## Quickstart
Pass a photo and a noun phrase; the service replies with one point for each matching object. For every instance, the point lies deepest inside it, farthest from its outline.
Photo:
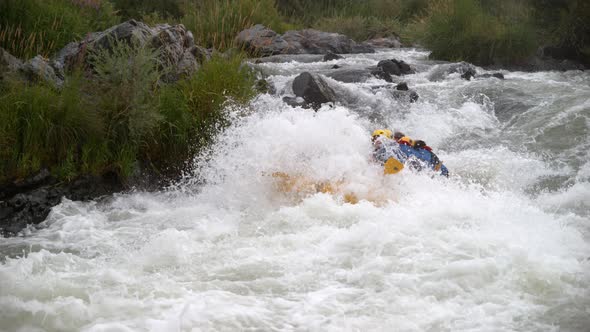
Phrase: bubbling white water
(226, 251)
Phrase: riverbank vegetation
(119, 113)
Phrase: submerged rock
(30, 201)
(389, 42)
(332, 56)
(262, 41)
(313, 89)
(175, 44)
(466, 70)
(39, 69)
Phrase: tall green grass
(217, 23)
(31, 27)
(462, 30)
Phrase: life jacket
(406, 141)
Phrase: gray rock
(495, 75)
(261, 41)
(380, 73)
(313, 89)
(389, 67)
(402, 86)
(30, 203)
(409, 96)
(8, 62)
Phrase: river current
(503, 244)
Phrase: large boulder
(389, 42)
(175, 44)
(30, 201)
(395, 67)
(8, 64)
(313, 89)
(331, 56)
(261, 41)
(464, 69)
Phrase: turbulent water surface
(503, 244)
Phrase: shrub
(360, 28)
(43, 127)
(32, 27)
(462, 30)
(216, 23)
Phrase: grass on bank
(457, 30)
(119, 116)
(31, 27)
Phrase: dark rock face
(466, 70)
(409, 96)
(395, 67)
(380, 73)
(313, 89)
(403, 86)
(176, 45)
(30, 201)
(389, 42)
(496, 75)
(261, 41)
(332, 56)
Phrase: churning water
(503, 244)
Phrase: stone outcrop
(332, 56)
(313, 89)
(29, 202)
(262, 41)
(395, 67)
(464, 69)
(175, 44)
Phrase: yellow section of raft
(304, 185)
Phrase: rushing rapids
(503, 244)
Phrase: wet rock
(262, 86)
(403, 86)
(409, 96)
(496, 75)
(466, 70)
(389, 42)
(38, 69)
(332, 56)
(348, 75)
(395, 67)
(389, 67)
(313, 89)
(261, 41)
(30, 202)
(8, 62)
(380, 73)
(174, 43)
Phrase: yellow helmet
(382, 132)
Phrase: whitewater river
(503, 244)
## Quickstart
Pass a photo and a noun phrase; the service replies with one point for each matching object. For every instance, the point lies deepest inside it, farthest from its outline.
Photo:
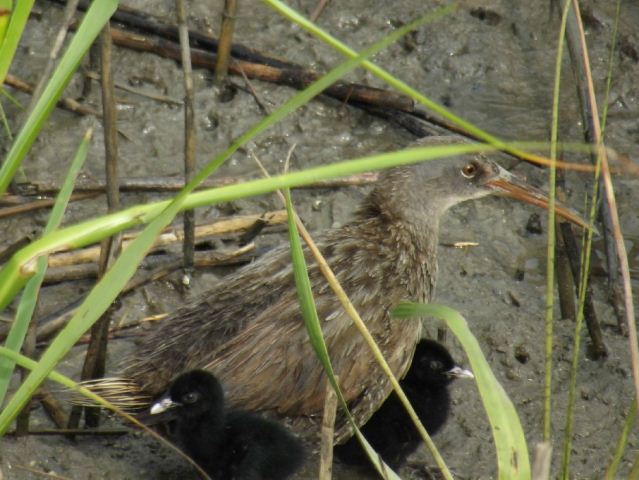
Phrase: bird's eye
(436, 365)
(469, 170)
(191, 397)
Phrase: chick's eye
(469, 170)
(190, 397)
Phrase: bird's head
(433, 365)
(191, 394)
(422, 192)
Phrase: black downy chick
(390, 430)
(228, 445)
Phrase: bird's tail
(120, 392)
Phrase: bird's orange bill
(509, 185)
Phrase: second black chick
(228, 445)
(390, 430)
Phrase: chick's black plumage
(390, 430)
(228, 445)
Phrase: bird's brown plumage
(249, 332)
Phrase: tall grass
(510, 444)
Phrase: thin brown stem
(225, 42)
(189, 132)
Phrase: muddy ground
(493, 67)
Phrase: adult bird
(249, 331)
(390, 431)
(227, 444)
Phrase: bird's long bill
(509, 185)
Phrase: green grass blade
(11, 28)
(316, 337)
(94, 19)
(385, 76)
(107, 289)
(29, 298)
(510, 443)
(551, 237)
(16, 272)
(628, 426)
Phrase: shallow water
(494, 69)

....................

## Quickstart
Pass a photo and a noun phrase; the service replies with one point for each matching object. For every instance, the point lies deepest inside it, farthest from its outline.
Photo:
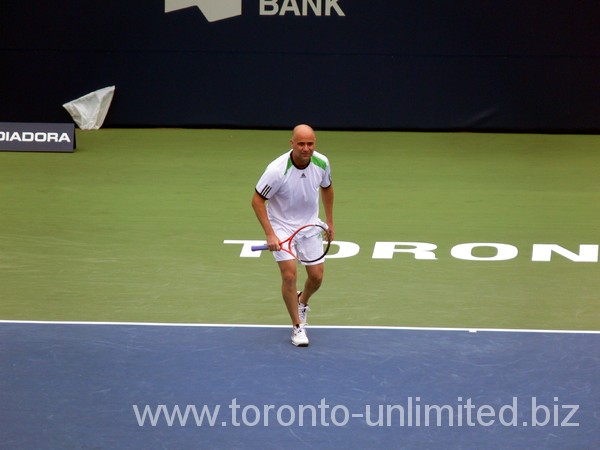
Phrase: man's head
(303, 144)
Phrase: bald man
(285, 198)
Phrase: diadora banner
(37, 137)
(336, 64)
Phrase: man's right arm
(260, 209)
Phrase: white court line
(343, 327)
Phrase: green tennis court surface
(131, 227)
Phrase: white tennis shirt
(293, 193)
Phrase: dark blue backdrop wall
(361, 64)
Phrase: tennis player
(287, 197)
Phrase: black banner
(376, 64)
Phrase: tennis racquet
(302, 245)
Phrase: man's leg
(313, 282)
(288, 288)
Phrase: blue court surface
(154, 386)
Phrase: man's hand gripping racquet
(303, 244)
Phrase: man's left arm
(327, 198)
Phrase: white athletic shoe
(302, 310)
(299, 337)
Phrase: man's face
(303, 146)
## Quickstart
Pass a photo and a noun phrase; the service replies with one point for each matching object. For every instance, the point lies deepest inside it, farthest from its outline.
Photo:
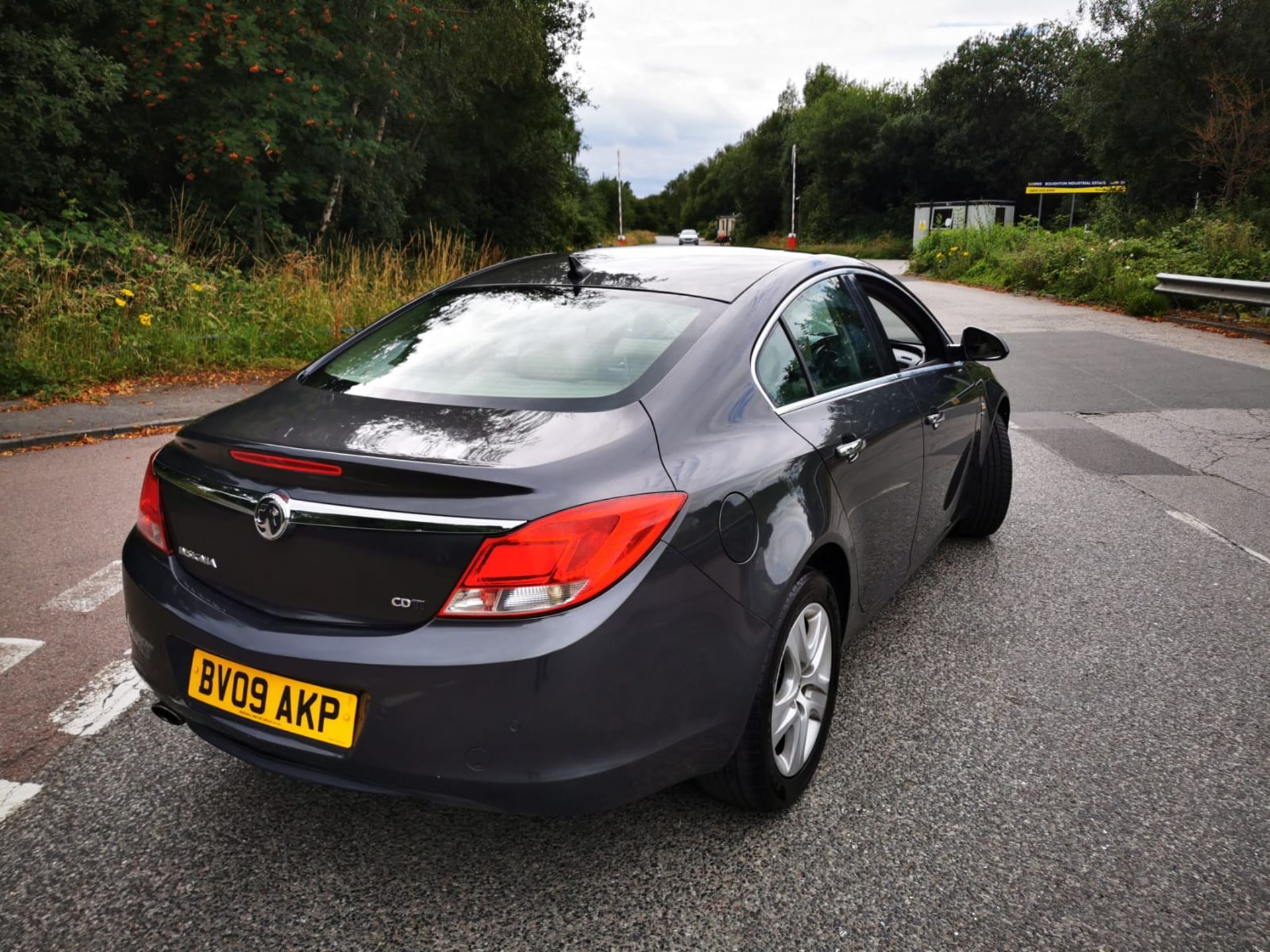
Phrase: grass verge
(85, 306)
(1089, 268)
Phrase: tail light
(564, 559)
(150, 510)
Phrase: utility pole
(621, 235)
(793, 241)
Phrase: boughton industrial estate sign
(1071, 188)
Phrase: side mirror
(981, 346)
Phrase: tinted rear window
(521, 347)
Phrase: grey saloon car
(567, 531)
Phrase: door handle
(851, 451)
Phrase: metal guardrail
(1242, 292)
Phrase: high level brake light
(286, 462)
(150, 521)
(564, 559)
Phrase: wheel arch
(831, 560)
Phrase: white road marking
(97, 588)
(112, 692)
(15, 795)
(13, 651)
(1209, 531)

....................

_Work required_:
Switch "guardrail" to "barrier" in the records from the line with "Phrase: metal guardrail" to the line with "(1209, 531)", and write out only those lines with everything else left unchanged.

_Response below_:
Phrase: metal barrier
(1242, 292)
Phrase: high level brake light
(286, 462)
(150, 521)
(564, 559)
Phrase: wheel arch
(831, 560)
Phrase: white road marking
(97, 588)
(112, 692)
(15, 795)
(13, 651)
(1209, 531)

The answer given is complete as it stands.